(Image entries for named regions)

**********

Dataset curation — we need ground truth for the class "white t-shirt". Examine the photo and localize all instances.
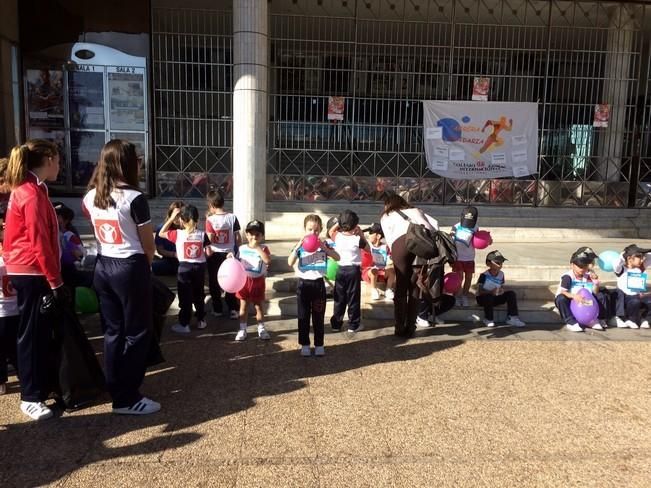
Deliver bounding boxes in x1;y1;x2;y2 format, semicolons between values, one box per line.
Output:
167;229;208;263
0;257;18;317
82;188;151;258
206;213;240;253
382;208;439;251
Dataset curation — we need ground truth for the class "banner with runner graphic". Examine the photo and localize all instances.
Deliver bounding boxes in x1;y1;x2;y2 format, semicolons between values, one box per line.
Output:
423;101;538;180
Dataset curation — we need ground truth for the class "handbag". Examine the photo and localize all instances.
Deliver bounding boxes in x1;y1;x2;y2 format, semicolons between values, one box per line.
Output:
396;210;438;259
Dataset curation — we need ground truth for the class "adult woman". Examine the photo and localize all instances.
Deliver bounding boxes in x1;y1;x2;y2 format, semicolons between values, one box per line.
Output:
3;139;62;420
380;194;438;337
83;139;160;415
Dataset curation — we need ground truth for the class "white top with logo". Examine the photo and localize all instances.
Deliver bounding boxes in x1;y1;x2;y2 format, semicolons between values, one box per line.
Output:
206;213;240;253
334;232;362;266
452;223;479;261
238;244;271;278
0;257;18;317
82;188;151;258
167;229;208;263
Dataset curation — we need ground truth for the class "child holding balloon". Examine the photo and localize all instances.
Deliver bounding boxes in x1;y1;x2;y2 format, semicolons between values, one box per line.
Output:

**********

Stated task: Copy the lines above word for word, starting with the first line and going on through the line with "396;210;438;259". Leave the picture out of your copy.

Exercise result:
Dataset curation — we need ground truth for the class "white t-shirt". Examine the photo and localize all instances.
Deliver bounding boxes in x1;y1;x2;y2 format, semicolons between values, one box per line.
Output:
167;229;208;263
0;257;18;317
82;188;151;258
206;213;240;253
382;208;439;251
Dataset curation — we need ground truth for the class "banner with runner graphic". Examine the photo and localize all instances.
Deliver bounding boxes in x1;y1;x2;y2 format, semicolons between values, one box per line.
Output:
423;101;538;180
Dataset curation — we need ground truth for the class "handbag". Examine the photo and localize all instances.
Deliver bounding boxes in x1;y1;x2;y2 format, semicolons between values, one box per line.
Output:
396;210;438;259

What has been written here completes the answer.